- _GOAL OF THE EXERCISE_: Extract every line of the records below that contains the word "story", and copy each such line in full. Treat case as significant, so match only that exact capitalization.

- _DATA RECORDS_:
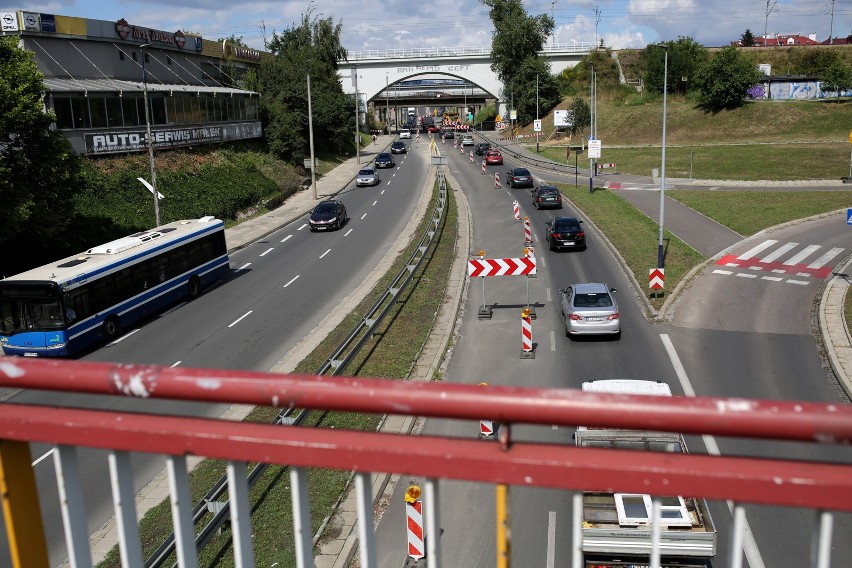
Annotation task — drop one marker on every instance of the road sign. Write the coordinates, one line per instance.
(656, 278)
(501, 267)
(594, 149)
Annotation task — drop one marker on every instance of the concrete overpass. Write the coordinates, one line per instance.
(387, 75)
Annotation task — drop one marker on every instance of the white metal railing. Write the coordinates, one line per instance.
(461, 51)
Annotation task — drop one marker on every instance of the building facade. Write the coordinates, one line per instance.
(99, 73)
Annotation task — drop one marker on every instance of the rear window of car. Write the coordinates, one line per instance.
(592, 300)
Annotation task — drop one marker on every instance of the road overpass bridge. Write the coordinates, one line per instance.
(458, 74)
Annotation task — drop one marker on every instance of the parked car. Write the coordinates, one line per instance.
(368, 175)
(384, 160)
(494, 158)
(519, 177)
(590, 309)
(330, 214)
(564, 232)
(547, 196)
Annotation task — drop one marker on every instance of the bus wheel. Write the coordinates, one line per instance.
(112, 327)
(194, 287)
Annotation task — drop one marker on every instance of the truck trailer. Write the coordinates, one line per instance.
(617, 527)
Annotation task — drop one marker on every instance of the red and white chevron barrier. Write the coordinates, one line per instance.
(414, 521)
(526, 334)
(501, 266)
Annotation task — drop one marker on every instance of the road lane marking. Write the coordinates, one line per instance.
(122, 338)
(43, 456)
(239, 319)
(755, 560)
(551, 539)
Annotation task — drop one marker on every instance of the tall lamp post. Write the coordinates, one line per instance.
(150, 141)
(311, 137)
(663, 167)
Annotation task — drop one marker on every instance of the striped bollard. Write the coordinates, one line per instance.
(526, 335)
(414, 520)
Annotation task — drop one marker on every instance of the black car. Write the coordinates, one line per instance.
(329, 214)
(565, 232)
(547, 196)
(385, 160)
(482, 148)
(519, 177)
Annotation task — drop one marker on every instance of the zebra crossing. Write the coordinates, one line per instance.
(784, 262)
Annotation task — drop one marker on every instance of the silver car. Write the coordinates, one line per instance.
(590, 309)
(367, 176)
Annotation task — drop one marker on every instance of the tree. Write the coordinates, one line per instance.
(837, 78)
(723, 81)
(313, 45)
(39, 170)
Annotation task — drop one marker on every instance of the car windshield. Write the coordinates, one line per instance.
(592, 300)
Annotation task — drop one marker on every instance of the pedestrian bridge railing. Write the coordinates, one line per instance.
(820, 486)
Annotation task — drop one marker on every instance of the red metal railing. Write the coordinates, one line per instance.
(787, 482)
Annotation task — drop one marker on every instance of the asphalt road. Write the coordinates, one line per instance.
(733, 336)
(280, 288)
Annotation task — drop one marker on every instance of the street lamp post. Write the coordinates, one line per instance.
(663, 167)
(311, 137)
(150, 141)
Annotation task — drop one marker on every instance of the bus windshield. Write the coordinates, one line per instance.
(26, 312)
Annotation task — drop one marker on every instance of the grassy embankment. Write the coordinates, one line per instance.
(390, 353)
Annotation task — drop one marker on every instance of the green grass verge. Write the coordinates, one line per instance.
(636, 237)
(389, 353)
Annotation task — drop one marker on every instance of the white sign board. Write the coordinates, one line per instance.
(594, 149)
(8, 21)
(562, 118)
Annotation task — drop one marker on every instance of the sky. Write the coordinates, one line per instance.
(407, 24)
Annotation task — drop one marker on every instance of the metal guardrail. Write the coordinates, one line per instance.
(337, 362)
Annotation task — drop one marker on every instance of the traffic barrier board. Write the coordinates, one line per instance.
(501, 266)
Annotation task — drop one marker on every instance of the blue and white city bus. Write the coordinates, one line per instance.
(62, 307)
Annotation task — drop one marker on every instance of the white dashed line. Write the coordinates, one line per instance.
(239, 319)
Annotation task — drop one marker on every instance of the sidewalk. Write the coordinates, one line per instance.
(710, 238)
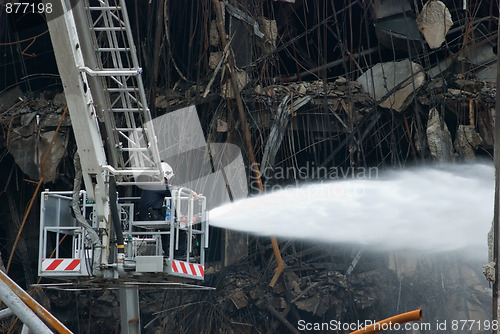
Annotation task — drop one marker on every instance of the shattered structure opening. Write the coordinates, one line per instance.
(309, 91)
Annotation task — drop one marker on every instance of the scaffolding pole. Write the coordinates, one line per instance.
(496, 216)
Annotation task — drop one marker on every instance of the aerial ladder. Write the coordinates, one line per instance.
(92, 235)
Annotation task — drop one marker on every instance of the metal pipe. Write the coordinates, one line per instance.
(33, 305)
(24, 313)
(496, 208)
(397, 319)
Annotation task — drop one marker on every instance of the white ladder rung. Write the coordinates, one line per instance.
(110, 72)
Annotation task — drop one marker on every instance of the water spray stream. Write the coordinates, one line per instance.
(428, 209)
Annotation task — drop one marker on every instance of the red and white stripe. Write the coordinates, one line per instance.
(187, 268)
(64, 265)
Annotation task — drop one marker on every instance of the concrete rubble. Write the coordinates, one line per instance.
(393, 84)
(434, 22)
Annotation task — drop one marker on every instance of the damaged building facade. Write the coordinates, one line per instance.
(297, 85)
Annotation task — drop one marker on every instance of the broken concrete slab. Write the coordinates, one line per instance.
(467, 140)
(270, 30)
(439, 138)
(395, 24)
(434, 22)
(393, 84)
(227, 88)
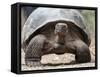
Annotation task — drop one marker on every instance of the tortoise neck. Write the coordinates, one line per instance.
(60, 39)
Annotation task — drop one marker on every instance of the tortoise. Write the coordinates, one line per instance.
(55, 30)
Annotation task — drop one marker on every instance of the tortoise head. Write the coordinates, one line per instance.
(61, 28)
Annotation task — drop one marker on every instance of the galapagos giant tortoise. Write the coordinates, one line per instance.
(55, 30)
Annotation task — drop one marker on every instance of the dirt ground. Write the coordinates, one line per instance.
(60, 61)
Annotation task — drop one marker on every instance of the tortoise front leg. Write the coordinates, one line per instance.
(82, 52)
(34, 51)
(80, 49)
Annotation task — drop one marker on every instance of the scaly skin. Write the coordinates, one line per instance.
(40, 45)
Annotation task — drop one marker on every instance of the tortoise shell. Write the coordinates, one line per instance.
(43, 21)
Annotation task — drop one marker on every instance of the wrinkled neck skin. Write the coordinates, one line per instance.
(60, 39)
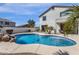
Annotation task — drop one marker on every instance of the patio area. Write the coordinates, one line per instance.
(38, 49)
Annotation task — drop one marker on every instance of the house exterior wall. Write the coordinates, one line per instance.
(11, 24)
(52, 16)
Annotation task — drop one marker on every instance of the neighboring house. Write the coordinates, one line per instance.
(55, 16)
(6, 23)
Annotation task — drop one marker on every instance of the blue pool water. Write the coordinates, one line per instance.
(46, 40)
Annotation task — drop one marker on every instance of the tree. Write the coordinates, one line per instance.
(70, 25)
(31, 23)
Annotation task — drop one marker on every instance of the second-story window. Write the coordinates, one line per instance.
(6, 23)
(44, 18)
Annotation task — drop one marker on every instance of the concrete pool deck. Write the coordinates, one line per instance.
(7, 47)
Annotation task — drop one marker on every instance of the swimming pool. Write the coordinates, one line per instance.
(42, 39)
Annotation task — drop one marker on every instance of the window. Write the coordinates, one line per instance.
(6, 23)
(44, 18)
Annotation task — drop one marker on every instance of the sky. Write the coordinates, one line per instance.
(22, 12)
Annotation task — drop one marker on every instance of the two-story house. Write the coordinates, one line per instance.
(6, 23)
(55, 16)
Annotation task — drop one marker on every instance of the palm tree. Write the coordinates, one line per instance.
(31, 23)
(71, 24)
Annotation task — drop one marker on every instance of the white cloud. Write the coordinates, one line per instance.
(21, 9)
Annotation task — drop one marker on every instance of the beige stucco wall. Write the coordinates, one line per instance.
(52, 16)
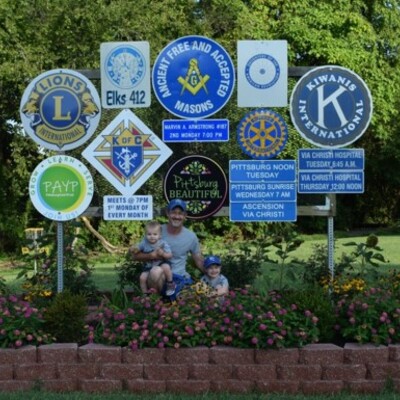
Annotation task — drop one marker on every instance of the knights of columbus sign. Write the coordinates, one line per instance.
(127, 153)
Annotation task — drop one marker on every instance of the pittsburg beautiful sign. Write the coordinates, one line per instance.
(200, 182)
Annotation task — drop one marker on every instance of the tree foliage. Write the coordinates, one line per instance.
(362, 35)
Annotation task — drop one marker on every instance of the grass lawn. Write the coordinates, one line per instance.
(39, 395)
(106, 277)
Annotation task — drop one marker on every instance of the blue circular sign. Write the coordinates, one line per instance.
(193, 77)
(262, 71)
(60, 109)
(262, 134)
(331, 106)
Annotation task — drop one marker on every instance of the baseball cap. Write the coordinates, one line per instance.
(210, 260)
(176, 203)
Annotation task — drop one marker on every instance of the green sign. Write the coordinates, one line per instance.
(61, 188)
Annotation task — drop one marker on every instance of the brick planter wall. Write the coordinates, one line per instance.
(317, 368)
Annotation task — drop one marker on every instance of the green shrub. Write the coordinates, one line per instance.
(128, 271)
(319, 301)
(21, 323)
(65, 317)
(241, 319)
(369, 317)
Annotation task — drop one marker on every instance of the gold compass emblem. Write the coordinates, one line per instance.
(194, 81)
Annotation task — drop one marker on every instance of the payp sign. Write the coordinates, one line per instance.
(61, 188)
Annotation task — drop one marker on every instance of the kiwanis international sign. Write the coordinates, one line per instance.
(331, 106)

--

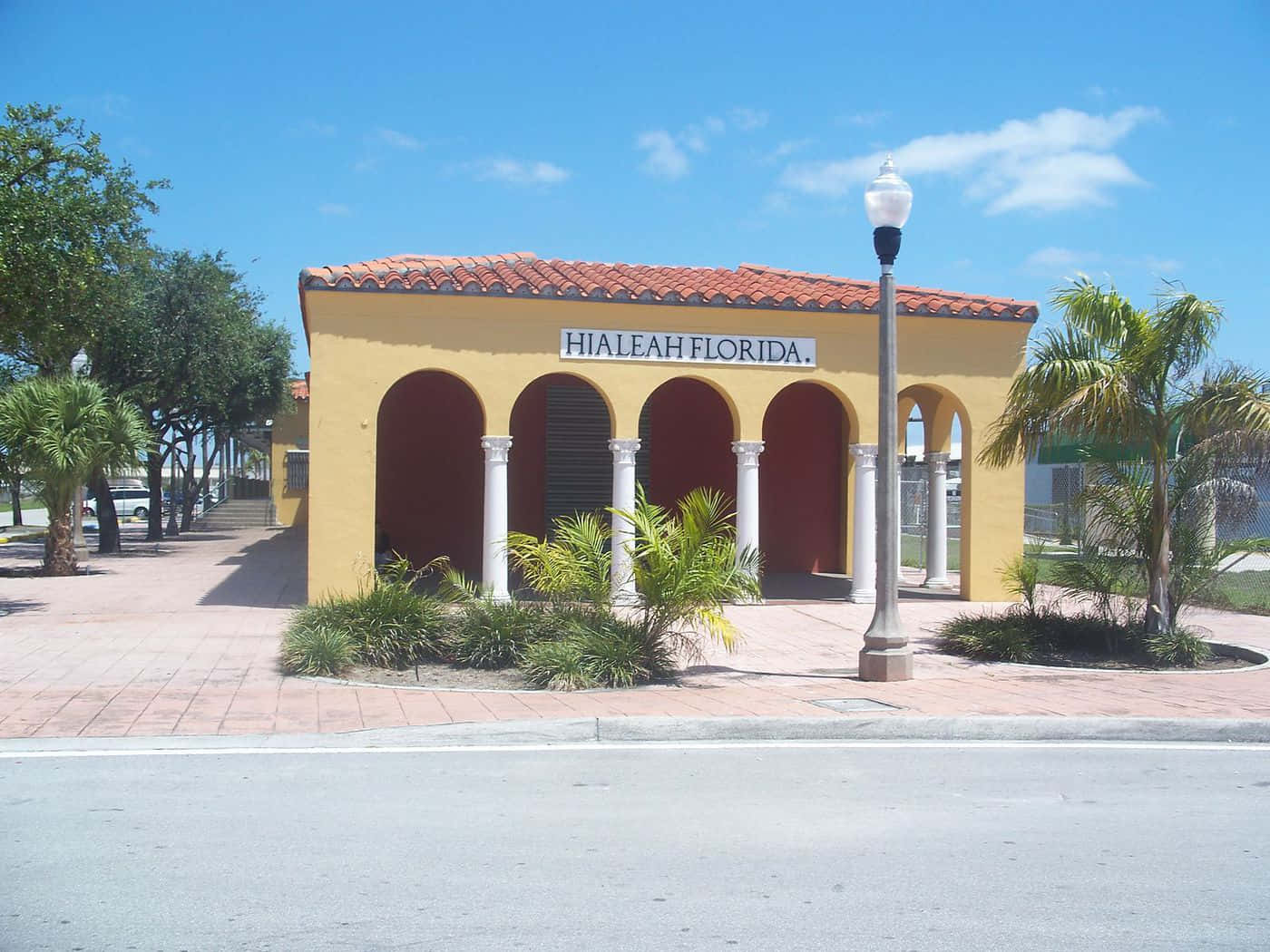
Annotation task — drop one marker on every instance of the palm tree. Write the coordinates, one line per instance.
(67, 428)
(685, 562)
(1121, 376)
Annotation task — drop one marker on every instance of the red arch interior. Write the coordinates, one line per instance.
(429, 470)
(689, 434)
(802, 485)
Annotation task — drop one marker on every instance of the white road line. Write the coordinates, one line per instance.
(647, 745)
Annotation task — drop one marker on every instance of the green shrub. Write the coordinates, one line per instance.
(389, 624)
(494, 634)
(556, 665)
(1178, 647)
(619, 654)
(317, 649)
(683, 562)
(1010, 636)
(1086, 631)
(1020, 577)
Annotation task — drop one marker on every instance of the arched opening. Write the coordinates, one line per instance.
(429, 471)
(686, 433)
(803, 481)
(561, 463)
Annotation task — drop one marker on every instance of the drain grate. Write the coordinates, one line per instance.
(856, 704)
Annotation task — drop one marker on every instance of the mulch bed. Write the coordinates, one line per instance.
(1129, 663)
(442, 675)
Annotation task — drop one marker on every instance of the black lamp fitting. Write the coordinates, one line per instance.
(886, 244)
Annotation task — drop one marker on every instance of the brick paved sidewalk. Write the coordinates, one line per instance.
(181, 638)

- _OUTPUT FOR THIS EXERCISE_:
Annotation task — drop one marker on every instance of the second-story window. Write the coordinates, one line per instance.
Annotation task — drop one marker on every instance of the two-story house. Write the coordinates, one line per instance.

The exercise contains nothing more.